Données fournies:
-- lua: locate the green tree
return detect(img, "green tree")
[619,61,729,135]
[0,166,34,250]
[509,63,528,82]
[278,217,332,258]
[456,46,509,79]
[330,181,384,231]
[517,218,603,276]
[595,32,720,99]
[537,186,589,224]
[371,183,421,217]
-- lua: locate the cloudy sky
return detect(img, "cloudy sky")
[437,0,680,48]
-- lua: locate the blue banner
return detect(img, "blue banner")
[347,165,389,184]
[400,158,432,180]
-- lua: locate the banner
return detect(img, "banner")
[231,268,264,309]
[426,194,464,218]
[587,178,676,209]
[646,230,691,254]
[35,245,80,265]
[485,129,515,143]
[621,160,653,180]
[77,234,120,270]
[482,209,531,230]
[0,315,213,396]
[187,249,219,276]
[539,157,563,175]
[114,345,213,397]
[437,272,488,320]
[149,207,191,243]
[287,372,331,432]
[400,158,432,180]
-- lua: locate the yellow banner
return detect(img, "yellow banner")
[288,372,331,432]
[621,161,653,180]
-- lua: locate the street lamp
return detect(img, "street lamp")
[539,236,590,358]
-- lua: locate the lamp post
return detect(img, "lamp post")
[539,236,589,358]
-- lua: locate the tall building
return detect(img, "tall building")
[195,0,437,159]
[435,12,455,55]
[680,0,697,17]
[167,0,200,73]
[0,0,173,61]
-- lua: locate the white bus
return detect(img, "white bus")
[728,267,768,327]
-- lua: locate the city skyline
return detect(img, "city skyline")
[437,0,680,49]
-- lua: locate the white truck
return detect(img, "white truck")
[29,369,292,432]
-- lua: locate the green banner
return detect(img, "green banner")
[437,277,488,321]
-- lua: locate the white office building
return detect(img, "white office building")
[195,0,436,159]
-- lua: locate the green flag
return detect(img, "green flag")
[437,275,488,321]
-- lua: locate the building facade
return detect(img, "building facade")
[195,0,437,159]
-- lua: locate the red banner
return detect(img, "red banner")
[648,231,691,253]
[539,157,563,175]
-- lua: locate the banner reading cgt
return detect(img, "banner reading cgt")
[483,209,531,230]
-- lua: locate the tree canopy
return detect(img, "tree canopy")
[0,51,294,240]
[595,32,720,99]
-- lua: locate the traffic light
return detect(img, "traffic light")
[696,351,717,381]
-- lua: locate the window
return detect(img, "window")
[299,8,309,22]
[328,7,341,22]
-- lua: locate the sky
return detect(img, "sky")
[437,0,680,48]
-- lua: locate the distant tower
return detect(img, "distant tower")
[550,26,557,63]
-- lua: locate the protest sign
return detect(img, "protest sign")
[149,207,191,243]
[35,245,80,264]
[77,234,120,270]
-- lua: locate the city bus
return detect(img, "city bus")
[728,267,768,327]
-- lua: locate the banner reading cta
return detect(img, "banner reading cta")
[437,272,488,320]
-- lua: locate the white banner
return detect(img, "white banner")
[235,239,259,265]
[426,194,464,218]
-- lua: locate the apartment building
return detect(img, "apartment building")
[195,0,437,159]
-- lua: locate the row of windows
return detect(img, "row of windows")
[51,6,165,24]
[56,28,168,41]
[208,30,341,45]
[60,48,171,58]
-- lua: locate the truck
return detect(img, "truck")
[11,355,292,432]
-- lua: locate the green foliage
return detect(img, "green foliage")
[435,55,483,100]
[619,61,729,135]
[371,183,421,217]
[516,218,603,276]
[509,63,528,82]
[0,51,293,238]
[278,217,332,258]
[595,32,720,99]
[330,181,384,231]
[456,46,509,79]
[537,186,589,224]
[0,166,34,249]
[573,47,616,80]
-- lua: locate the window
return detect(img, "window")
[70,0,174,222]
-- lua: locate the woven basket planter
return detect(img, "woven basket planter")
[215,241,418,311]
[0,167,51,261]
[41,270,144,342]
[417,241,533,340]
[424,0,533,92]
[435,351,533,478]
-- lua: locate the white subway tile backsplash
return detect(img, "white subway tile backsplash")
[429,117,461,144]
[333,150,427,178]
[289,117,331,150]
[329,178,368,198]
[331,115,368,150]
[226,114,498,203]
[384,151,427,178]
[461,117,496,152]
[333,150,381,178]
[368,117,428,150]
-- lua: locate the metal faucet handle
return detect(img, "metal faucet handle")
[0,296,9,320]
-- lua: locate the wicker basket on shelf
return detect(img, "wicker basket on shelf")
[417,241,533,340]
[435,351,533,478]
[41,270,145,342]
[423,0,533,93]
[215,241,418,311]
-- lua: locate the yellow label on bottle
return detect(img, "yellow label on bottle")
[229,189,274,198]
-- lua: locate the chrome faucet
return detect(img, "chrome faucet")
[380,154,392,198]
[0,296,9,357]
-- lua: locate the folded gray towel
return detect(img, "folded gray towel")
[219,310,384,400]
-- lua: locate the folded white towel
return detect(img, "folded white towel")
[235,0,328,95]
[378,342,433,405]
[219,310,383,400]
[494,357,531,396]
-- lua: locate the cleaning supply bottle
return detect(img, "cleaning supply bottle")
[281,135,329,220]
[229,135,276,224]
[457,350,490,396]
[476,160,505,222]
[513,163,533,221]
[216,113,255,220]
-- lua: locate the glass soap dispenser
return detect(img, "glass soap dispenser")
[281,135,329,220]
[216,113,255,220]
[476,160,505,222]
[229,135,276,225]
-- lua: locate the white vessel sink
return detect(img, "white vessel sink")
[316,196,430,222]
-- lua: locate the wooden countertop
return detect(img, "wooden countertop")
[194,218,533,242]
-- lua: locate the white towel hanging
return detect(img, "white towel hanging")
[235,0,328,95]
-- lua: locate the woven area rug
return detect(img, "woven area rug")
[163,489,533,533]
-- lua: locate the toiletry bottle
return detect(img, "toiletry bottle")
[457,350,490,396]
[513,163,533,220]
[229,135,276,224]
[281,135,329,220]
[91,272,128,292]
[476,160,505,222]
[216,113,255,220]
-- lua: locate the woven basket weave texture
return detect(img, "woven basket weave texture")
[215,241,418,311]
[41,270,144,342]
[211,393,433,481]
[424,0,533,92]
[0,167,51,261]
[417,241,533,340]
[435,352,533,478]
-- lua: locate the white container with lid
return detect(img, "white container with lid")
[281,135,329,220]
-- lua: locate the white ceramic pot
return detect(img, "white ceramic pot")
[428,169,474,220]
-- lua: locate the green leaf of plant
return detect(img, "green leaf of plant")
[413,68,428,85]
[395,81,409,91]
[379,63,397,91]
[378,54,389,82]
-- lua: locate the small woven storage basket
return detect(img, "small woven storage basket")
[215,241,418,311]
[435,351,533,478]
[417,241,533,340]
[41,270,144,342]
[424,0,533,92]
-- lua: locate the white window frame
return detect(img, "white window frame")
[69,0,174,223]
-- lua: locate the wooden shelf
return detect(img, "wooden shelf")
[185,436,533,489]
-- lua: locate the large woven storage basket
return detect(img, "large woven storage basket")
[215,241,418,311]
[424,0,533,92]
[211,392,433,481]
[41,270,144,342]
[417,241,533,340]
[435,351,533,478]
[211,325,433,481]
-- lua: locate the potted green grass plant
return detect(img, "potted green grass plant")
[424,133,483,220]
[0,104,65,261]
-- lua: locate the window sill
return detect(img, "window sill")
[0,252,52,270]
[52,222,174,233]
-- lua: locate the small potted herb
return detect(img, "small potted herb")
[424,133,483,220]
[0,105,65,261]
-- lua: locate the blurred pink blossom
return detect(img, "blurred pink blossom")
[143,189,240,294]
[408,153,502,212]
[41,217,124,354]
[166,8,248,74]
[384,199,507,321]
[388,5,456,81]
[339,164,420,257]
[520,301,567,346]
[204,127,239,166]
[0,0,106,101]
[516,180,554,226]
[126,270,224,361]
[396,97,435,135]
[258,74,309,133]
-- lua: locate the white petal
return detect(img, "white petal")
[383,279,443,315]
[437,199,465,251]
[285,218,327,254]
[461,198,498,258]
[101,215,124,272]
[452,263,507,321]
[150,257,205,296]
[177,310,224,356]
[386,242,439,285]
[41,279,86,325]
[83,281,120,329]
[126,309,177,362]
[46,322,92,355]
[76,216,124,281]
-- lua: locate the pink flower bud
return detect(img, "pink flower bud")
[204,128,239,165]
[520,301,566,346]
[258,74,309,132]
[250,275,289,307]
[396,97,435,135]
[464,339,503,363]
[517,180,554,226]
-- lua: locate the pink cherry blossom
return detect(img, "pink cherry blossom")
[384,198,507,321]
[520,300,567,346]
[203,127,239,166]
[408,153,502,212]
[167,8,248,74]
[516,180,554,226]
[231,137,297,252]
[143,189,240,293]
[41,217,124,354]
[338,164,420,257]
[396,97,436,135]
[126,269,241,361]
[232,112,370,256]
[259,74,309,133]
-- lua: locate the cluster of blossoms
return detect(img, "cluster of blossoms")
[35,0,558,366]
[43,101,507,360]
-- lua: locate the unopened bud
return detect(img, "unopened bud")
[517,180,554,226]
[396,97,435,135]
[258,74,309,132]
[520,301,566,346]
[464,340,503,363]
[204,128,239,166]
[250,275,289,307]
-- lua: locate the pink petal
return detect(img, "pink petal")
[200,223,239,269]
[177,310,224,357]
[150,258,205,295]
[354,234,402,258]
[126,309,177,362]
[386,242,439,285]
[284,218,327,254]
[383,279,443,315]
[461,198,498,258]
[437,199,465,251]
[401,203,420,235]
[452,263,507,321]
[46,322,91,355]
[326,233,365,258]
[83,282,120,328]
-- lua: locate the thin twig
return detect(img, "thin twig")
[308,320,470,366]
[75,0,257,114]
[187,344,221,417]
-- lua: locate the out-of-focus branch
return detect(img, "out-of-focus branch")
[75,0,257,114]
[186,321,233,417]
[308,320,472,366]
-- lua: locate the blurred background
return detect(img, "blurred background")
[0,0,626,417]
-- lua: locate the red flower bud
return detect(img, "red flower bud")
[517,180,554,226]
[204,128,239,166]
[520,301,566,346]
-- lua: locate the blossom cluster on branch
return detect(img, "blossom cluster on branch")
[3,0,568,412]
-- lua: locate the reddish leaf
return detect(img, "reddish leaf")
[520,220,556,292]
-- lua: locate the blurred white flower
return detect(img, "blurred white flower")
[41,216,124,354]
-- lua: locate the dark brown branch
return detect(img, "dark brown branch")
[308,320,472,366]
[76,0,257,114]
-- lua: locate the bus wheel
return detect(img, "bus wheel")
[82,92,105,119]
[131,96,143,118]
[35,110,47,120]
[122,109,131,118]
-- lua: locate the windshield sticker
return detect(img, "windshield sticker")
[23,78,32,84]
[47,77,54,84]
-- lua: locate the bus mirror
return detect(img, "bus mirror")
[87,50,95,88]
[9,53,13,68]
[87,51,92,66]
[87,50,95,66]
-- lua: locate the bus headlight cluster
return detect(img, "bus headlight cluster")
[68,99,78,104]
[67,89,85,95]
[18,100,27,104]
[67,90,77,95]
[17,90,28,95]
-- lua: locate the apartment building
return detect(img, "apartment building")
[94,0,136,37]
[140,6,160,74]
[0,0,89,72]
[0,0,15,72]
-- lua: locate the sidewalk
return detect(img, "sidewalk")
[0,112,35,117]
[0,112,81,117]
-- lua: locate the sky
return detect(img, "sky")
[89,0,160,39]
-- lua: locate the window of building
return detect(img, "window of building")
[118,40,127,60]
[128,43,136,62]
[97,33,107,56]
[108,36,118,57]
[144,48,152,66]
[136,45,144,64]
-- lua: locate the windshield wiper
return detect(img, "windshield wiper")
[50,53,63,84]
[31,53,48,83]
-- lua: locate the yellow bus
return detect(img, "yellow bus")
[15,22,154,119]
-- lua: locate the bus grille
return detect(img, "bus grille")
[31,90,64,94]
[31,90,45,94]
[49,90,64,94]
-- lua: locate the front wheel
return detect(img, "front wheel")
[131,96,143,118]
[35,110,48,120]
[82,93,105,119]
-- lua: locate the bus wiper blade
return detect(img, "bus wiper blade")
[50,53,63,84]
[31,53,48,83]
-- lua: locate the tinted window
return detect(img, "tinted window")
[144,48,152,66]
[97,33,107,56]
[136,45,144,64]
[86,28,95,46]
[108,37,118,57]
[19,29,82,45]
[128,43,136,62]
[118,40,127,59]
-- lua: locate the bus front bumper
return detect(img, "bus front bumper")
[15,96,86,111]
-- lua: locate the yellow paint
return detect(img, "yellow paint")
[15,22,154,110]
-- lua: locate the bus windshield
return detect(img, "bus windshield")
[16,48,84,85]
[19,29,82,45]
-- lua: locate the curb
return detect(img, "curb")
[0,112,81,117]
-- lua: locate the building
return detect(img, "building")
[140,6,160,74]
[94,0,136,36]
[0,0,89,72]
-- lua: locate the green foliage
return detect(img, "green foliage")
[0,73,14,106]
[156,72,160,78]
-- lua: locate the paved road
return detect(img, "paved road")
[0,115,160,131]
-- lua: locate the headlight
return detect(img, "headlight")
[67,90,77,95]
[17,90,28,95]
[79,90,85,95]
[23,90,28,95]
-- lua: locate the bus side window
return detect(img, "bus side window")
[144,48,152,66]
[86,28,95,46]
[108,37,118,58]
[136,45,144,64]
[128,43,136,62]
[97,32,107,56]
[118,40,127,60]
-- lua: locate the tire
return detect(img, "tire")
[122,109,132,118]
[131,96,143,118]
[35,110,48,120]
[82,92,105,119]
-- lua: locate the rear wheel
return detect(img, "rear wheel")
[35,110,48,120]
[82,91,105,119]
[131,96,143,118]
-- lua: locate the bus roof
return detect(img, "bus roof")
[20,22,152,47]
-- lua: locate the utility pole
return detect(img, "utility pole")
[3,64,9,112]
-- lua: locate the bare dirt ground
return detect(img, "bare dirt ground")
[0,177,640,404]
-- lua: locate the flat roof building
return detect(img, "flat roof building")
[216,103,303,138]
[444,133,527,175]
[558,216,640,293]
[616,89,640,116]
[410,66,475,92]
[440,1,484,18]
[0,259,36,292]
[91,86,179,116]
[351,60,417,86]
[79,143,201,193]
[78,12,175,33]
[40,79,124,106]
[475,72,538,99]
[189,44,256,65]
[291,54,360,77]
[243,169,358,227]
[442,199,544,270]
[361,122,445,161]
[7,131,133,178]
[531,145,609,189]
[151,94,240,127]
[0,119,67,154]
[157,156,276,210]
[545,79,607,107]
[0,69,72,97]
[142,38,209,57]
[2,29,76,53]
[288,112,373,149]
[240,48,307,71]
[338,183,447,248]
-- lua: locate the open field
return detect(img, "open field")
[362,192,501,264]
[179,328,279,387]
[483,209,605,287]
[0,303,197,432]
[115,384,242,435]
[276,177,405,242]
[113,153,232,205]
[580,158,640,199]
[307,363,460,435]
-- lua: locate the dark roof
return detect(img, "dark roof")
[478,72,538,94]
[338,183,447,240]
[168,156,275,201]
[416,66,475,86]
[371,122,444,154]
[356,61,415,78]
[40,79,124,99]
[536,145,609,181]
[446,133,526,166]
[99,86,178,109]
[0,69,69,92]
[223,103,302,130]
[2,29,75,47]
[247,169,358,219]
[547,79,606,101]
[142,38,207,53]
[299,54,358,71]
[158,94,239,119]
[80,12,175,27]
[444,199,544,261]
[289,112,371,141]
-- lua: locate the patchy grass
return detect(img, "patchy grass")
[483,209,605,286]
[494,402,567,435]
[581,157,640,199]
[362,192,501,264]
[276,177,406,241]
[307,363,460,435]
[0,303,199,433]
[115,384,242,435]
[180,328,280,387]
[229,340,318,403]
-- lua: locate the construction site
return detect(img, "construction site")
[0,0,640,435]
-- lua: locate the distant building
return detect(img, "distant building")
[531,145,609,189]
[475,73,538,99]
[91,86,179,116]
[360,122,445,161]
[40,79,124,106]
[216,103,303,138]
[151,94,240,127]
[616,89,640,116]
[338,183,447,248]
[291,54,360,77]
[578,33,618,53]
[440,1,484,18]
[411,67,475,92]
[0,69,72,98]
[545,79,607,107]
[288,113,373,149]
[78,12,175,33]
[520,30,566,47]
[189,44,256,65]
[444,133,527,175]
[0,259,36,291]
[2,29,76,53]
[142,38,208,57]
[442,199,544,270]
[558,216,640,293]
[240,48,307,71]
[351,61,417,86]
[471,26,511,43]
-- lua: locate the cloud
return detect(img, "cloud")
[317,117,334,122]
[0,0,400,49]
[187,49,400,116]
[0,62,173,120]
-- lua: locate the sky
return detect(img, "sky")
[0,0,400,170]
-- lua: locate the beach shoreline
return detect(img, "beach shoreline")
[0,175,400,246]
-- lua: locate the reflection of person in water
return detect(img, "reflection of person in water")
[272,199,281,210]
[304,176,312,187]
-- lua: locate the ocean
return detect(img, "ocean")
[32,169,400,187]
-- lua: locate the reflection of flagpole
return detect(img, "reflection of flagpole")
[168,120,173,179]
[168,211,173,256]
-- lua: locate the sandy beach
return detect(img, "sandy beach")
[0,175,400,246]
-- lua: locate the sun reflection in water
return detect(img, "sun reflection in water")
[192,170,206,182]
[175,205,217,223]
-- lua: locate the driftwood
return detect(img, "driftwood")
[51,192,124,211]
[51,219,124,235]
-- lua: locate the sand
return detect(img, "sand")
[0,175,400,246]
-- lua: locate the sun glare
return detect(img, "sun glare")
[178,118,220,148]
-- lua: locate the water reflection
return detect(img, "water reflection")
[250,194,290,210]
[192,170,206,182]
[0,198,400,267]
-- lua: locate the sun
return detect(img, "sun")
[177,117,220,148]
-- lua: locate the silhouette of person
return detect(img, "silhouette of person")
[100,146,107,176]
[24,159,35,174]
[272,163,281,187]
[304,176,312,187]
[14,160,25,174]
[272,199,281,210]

Travail à faire:
Présentez sous forme de liste numérotée les lignes du listing, de celle qui contient « -- lua: locate the bus wiper blade » jusqu'à celle qui contient « [15,22,154,110] », cette dernière comprise. Laissez de côté les lignes vides.

Solution:
1. -- lua: locate the bus wiper blade
2. return detect(img, "bus wiper blade")
3. [50,53,63,84]
4. [31,53,48,83]
5. -- lua: locate the tinted window
6. return detect(img, "tinted window")
7. [144,48,152,66]
8. [97,33,107,56]
9. [136,45,144,64]
10. [86,28,95,46]
11. [108,37,118,57]
12. [19,29,82,45]
13. [128,43,136,62]
14. [118,40,127,59]
15. -- lua: locate the bus front bumper
16. return detect(img, "bus front bumper")
17. [15,96,86,111]
18. -- lua: locate the yellow paint
19. return detect(img, "yellow paint")
20. [15,22,154,110]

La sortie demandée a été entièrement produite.